**Records from a dataset**
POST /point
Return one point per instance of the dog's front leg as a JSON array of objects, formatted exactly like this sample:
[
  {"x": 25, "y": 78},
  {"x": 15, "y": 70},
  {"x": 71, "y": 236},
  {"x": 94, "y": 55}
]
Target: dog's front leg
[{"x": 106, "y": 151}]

**Your instructions**
Write out all the records again, requests included, multiplying every x and y coordinate in the answers by 0.25 and rounding to whole numbers, with halves rounded up. Leave the requests and their sample coordinates unchanged.

**Answer below**
POST /point
Return one point per instance of the dog's front leg as a JSON array of objects, formatted exactly like this sample:
[
  {"x": 25, "y": 78},
  {"x": 15, "y": 70},
  {"x": 71, "y": 236},
  {"x": 94, "y": 55}
]
Target: dog's front leg
[{"x": 27, "y": 38}]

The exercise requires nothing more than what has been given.